Mortgage demand plummeted in mid March after a sharp increase in rates and inflation, the Mortage Brokers Association (MBA) reported.
The average rate for the 30-year fixed-rate mortgage surged to 4.27% from 4.09%, the highest since May 2019, the MBA announced Wednesday. Applications to refinance homes fell by 3% for the week, and they were down over 49% compared to the same week in March 2021.
Mortgage applications to buy a home increased 1% for the week, and they were 8% lower than the same week one year prior, the MBA reported. (RELATED: Americans’ Spending Slows Dramatically Amid Surging Inflation And Gas Prices)
Mortgage demand falls as interest rates surge to multiyear highs https://t.co/Ha7R1AMisO
— CNBC (@CNBC) March 16, 2022
“Mortgage rates continue to be volatile due to the significant uncertainty regarding Federal Reserve policy and the situation in Ukraine,” Joel Kan, vice president of economic and industrial forecasting at the MBA, said in the press release.

# Goal 1:
In the mortgage article, retype everything from "Mortgage demand plummeted" down to "And Gas Prices)".
# Goal 2:
Answer these questions from the mortgage article:
(a) To what level did the average rate for the 30-year fixed-rate mortgage rise?
(b) By how much did mortgage applications to buy a home change for the week?
(c) What position does Joel Kan hold at the MBA?

# Source material:
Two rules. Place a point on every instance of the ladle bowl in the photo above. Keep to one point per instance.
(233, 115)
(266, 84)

# Result 1:
Mortgage demand plummeted in mid March after a sharp increase in rates and inflation, the Mortage Brokers Association (MBA) reported.
The average rate for the 30-year fixed-rate mortgage surged to 4.27% from 4.09%, the highest since May 2019, the MBA announced Wednesday. Applications to refinance homes fell by 3% for the week, and they were down over 49% compared to the same week in March 2021.
Mortgage applications to buy a home increased 1% for the week, and they were 8% lower than the same week one year prior, the MBA reported. (RELATED: Americans’ Spending Slows Dramatically Amid Surging Inflation And Gas Prices)

# Result 2:
(a) 4.27%, up from 4.09%
(b) They increased 1%.
(c) Vice president of economic and industrial forecasting